(Items from a dataset)
=== Section Start ===

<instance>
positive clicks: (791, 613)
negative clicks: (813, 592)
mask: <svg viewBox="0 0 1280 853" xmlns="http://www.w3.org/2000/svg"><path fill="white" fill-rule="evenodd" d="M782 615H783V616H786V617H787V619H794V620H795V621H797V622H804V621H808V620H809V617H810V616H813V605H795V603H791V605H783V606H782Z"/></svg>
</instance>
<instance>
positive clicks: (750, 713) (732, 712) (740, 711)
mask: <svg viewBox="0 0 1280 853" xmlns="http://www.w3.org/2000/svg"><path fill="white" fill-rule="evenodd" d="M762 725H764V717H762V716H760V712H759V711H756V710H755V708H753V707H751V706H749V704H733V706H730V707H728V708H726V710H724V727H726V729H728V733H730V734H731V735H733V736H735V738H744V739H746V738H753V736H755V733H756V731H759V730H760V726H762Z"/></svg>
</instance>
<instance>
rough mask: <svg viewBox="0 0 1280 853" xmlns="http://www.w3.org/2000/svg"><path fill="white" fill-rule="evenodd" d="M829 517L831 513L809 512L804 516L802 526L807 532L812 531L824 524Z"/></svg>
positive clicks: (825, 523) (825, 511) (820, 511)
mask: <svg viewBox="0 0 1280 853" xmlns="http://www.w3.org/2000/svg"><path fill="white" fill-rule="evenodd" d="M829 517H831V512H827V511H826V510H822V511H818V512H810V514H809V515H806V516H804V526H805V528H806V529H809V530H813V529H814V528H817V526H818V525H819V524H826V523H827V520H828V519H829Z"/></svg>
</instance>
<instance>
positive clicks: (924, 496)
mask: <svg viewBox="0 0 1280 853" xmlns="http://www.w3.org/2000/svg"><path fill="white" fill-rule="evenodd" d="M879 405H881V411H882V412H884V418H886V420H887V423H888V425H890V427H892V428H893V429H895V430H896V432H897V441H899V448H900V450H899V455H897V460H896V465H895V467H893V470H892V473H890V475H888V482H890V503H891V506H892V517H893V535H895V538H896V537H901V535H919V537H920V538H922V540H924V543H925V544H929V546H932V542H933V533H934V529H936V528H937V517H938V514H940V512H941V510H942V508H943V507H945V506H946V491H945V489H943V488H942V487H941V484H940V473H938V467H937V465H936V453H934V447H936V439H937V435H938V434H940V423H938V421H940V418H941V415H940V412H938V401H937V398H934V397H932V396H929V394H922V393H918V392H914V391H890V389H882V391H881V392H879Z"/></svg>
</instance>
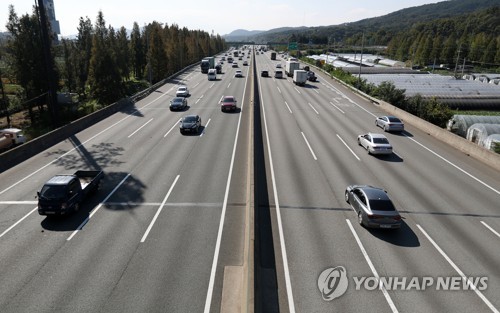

=== Section End ===

→ **Exercise brief**
Count the lines in the records that contain the word "positive", and give only the number.

→ **Solution**
4